--- Description of the task ---
Within the listing that follows, state how many lines include the word "leaf"; write only that number.

--- Excerpted records ---
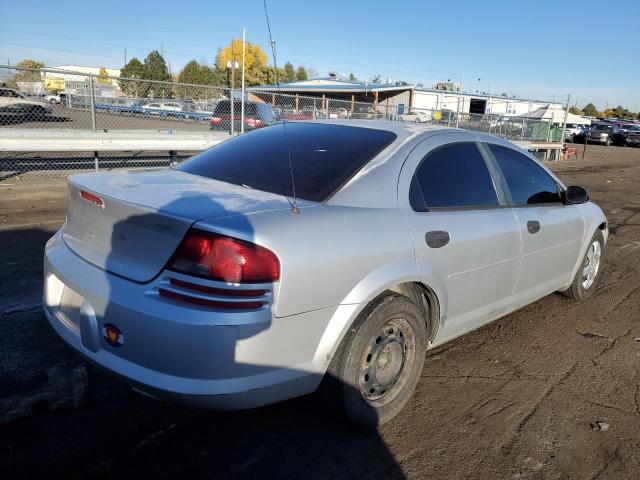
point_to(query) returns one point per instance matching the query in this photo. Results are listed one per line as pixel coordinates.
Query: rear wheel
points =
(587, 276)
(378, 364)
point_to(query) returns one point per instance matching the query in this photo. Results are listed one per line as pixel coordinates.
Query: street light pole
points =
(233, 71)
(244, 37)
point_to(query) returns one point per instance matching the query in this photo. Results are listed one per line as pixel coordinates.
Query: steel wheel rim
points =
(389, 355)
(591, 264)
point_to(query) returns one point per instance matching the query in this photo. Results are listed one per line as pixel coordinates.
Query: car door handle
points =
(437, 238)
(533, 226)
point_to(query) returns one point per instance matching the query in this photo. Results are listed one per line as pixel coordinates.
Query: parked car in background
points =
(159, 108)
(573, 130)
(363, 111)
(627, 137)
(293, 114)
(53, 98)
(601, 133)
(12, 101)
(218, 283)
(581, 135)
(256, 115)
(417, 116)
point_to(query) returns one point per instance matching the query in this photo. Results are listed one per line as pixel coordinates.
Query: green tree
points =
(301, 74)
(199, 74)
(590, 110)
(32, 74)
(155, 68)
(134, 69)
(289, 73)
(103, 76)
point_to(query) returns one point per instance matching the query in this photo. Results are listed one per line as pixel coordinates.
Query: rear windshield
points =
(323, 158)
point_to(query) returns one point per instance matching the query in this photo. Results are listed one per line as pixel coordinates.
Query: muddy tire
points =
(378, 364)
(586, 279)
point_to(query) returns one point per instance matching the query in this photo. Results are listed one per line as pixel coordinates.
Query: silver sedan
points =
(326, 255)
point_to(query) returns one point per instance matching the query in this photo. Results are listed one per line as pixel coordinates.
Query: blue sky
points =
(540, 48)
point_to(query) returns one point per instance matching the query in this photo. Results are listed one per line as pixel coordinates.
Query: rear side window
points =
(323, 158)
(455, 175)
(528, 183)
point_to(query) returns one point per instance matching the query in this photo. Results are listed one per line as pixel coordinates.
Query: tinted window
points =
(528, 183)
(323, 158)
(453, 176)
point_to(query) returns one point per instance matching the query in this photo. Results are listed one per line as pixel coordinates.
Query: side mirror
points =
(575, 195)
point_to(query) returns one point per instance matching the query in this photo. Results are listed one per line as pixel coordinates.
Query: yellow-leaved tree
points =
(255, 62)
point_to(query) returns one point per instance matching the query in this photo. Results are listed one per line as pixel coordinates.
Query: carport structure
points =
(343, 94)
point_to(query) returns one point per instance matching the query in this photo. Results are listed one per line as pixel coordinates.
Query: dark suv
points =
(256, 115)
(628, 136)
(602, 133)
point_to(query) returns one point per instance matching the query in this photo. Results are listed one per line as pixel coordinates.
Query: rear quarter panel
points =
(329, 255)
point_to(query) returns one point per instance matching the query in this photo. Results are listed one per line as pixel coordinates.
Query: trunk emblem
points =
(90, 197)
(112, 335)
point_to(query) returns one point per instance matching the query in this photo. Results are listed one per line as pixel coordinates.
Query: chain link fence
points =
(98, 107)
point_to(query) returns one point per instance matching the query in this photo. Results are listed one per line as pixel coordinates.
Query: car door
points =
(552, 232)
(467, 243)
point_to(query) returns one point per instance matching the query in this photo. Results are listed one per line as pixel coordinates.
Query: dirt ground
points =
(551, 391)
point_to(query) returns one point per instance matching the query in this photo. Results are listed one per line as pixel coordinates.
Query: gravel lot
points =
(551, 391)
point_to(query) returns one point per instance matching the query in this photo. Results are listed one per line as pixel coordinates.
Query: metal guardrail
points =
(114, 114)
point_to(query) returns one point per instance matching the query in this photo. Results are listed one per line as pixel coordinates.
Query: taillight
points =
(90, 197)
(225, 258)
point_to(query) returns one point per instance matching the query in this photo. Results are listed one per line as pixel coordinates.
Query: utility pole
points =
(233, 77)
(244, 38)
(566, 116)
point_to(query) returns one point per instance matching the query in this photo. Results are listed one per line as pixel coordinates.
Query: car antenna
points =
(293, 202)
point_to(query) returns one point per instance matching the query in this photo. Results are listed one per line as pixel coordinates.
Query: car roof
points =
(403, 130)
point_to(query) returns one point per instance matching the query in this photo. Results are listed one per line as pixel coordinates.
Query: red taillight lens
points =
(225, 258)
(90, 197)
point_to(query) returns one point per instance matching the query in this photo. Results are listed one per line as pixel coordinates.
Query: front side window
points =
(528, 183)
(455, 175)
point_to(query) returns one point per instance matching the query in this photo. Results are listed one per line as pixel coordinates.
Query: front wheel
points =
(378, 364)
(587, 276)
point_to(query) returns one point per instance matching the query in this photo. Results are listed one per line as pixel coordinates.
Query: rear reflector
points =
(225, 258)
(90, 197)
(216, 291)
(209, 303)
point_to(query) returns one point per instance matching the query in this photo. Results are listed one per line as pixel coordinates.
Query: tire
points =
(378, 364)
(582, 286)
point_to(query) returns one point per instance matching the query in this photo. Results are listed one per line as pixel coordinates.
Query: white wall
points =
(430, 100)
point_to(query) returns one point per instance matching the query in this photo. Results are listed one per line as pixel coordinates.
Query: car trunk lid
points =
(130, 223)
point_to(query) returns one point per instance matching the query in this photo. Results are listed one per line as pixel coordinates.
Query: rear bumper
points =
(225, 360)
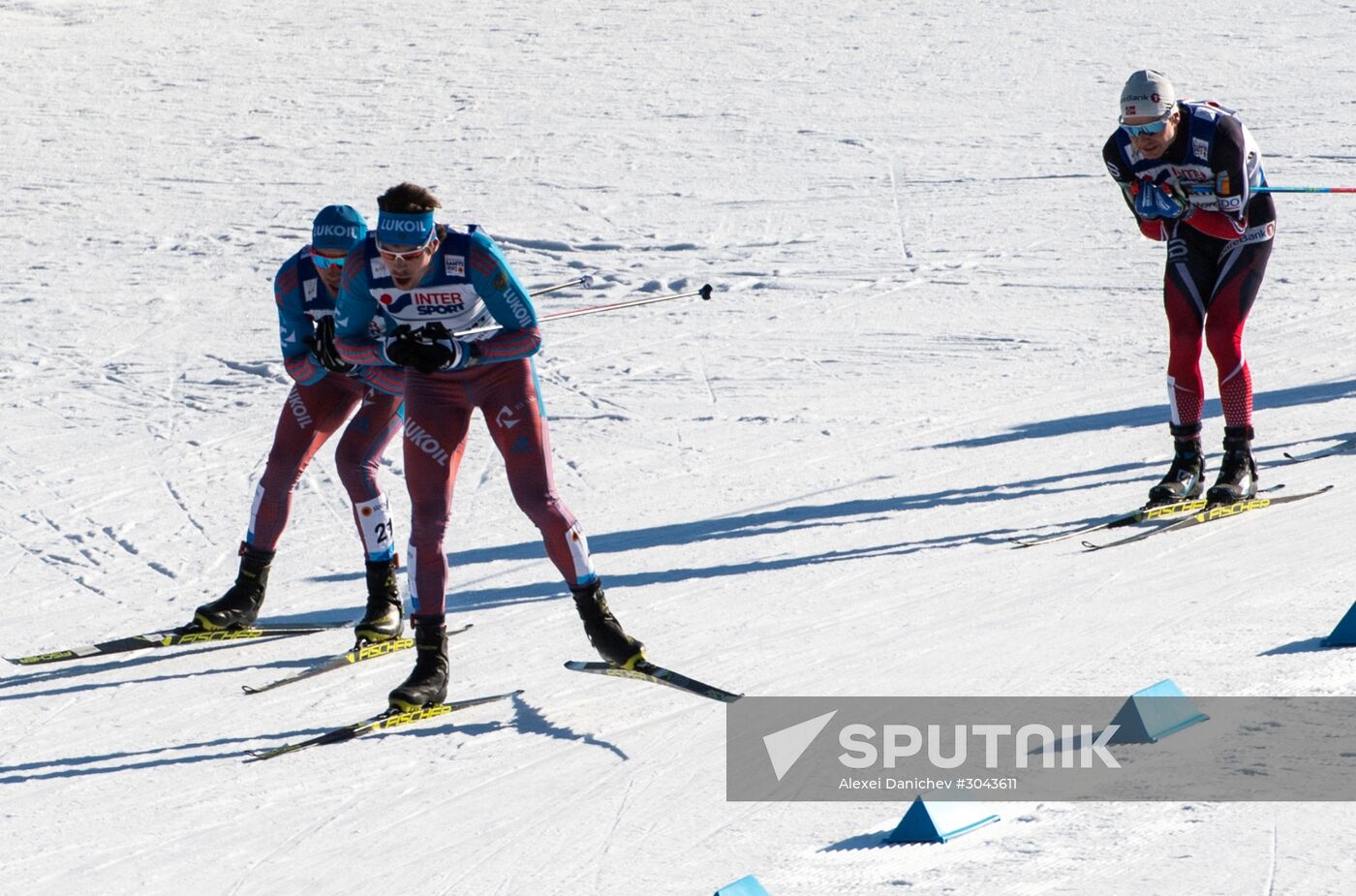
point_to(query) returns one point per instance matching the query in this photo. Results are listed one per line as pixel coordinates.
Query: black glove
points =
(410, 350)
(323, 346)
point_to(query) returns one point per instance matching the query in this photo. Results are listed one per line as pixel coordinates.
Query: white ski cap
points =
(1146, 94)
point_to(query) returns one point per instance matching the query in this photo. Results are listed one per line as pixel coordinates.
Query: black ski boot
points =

...

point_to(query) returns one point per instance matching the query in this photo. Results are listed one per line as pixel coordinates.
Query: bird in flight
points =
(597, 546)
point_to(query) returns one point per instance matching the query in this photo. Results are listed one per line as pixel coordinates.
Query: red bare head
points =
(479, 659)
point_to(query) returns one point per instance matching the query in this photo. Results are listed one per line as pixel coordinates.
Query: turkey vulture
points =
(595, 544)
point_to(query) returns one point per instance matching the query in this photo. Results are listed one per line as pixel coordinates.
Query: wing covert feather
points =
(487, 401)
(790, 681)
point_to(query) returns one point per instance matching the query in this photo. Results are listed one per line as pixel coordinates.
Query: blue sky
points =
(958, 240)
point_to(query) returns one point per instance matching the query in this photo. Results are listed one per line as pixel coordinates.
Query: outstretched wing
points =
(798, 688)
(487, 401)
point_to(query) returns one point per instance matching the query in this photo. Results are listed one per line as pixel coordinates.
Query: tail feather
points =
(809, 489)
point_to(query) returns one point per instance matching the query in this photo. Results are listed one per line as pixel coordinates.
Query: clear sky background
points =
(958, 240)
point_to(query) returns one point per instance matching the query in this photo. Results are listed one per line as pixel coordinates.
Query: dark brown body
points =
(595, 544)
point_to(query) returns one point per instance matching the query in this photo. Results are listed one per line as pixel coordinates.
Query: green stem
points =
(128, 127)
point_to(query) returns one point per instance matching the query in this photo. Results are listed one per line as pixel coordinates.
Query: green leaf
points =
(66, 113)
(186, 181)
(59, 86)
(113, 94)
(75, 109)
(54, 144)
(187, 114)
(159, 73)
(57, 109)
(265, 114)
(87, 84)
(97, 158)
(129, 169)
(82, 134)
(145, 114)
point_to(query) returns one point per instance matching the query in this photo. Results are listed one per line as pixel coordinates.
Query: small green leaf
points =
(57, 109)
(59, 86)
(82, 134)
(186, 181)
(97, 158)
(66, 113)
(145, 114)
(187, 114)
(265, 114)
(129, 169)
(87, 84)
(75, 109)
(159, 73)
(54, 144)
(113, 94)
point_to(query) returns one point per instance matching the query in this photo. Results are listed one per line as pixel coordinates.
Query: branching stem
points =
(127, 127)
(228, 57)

--- The answer ---
2